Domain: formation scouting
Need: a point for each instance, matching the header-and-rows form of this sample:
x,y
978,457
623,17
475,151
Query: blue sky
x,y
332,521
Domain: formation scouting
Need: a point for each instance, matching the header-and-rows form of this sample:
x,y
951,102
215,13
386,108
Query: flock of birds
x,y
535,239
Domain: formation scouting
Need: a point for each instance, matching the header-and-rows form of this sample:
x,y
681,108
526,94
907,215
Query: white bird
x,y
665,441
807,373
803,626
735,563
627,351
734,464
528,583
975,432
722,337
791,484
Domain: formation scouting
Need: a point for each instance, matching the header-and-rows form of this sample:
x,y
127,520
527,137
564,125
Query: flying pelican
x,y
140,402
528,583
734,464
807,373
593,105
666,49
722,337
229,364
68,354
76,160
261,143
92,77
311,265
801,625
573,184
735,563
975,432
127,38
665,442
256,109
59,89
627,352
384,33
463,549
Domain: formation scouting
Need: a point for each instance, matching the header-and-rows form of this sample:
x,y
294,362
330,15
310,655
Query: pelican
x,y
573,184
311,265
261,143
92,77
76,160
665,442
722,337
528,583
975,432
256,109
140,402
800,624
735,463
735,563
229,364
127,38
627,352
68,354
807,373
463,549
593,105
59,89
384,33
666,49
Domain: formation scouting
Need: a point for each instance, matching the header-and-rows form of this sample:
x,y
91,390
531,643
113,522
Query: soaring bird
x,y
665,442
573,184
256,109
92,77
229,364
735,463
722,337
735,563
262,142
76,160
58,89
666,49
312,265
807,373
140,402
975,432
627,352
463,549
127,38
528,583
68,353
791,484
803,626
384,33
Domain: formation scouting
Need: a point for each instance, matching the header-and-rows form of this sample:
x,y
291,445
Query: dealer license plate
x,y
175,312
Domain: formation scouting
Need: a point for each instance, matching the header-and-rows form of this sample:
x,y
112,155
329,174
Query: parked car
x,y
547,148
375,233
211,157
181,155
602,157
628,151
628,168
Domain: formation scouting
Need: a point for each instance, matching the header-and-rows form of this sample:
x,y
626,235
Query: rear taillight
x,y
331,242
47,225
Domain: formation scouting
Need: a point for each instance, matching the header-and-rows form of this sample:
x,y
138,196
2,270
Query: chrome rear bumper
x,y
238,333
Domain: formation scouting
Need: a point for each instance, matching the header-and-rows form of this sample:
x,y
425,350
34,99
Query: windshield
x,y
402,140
######
▶ **Exercise directions**:
What's wanted is each line above, transcribed with nothing altered.

▶ **Answer space**:
Domain: formation scouting
Need: a point for each instance, matching the header-and-rows form of this sample:
x,y
978,457
623,17
475,151
Query: blue sky
x,y
332,521
Domain: formation scouting
Need: a point for each instance, matching the header-and-rows form of this sample:
x,y
951,102
215,13
386,108
Query: flock of birds
x,y
535,239
Domain: formation scouting
Need: a point for each instance, matching the header-and-rows form of this sample:
x,y
681,108
526,94
907,215
Query: white bird
x,y
665,441
807,373
803,626
735,563
627,351
734,464
528,583
975,432
722,337
791,484
Domain: formation scouting
Need: a point for each instance, matching the header-and-rows form of this sample:
x,y
127,520
527,137
564,125
Query: flying pelican
x,y
140,402
528,583
734,464
807,373
593,105
666,49
722,337
229,364
68,354
76,160
261,143
92,77
311,265
801,625
573,184
735,563
975,432
127,38
665,442
256,109
59,89
627,352
384,33
463,549
Domain: formation scouting
Need: a point for each instance, matching the header-and-rows form of this sample:
x,y
294,362
330,15
310,655
Query: pelican
x,y
573,184
311,265
261,143
92,77
76,160
665,442
722,337
528,583
975,432
256,109
140,402
800,624
735,463
735,563
229,364
127,38
627,352
68,354
807,373
463,549
593,105
59,89
384,33
666,49
Domain: formation scouting
Need: a point for each instance, matching the header-and-rows form of this sample:
x,y
91,390
531,643
113,522
Query: soaring bird
x,y
665,442
573,184
256,109
92,77
229,364
735,463
722,337
735,563
262,142
76,160
58,89
666,49
312,265
807,373
140,402
975,432
627,352
463,549
127,38
528,583
68,353
791,484
803,626
384,33
Domain: formation scouting
Need: a point for each instance, matching the header-and-rows form of this sample:
x,y
291,445
Query: dealer license plate
x,y
175,312
Domain: formation scouting
Need: a point for each instance, matching the header-and-rows form of this sample:
x,y
112,155
329,174
Query: parked car
x,y
547,148
375,233
211,157
181,155
602,157
628,151
628,168
Domain: formation scouting
Need: a point for each instance, matching the header-and-rows form of this sample:
x,y
626,235
Query: rear taillight
x,y
331,242
47,225
Domain: formation scouting
Need: a point for each instance, matching the header-and-rows form of this sample:
x,y
138,196
2,270
Query: chrome rear bumper
x,y
238,333
Domain: formation scouting
Need: a point for each instance, matching the header-and-rows form of this sample:
x,y
425,350
34,99
Query: windshield
x,y
402,140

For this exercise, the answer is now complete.